Records provided:
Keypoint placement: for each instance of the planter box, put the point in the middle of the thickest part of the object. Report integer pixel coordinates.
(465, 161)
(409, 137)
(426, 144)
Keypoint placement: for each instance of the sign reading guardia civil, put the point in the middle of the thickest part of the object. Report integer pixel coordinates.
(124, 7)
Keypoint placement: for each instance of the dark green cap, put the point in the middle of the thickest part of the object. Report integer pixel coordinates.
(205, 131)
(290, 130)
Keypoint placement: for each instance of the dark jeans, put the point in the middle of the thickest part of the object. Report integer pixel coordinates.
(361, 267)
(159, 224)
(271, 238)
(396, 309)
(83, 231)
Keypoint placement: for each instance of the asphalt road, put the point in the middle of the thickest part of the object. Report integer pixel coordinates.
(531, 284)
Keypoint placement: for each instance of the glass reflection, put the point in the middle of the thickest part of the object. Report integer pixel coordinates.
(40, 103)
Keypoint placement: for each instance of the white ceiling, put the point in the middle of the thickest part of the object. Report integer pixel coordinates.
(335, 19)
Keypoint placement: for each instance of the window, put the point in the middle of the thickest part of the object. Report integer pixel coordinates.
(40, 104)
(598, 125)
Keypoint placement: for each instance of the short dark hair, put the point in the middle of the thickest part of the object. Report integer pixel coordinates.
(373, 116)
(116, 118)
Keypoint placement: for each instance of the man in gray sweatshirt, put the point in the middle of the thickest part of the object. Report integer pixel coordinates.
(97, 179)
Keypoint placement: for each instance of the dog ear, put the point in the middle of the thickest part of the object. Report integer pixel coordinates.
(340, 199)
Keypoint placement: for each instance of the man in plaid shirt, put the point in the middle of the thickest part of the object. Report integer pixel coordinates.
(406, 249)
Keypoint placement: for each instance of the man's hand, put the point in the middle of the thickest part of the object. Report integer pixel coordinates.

Exercise:
Going from the line that contains "Keypoint placement: for each instance of the man in gray" to the last line of the records, reproduce every line as written.

Task response:
Keypoint placement: for each instance of the man in gray sweatshirt, put the point in the middle of the thickest part of the object. Report integer pixel coordinates.
(97, 179)
Keypoint placement: for each instance of the dog ear, put the point in the middle of the thickest part of the object. Report integer pixel coordinates.
(340, 199)
Keypoint placement: for each instance of the man in plaid shirt, put the point in the middle of the thickest part of the object. Report integer pixel coordinates.
(406, 249)
Keypoint placement: for each instance of the man's hand, put the point in the middle of the thickest part of the object. Report integer pixel coordinates.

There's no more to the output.